§ YOUR INSTRUCTIONS
Could the lines from the one with "Could you spot the black" through the end of the listing be restated exactly, with nothing else included?

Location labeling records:
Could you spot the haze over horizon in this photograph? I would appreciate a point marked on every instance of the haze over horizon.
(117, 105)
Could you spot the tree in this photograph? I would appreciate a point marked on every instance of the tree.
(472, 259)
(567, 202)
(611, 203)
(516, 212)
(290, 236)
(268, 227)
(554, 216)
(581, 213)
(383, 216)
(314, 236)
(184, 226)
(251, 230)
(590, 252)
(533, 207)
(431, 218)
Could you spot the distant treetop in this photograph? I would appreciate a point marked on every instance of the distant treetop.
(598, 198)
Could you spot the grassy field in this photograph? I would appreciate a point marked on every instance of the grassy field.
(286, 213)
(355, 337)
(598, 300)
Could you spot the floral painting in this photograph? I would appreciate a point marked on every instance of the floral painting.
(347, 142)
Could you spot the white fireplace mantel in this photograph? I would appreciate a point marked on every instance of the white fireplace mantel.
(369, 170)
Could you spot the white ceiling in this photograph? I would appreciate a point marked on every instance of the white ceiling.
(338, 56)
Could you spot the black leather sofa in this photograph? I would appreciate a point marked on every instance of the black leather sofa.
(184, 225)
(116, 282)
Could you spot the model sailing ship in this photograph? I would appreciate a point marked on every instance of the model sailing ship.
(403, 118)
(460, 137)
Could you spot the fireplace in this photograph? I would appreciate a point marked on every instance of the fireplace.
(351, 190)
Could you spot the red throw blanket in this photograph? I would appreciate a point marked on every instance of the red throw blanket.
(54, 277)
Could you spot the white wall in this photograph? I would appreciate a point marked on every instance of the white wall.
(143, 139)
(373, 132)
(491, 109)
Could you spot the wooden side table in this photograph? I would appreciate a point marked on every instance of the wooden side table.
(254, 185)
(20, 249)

§ ANSWER TO THIS EXERCISE
Could you spot the black leather sofa in this photograph? I would appreciate a point marked on every instance of the black leather sofa.
(184, 225)
(116, 282)
Could you spot the model sailing ship in this photograph? I would appreciate a point marked on every instance of the model sailing ship.
(403, 118)
(460, 137)
Could you spot the fireplace in this photograph? I would appreciate a point marked on every instance of the fireplace.
(351, 190)
Could you spot the red throw blanket in this photograph? I would appreciate a point marked on every instance of the red throw blanket.
(54, 277)
Could you spot the white wall in this photograph? I would appreciate a point marked on every instance of the white wall.
(143, 139)
(373, 132)
(491, 109)
Could you spot the wooden side table in this photograph? I would appreciate a point marked on every instance of the wooden side table.
(254, 185)
(20, 249)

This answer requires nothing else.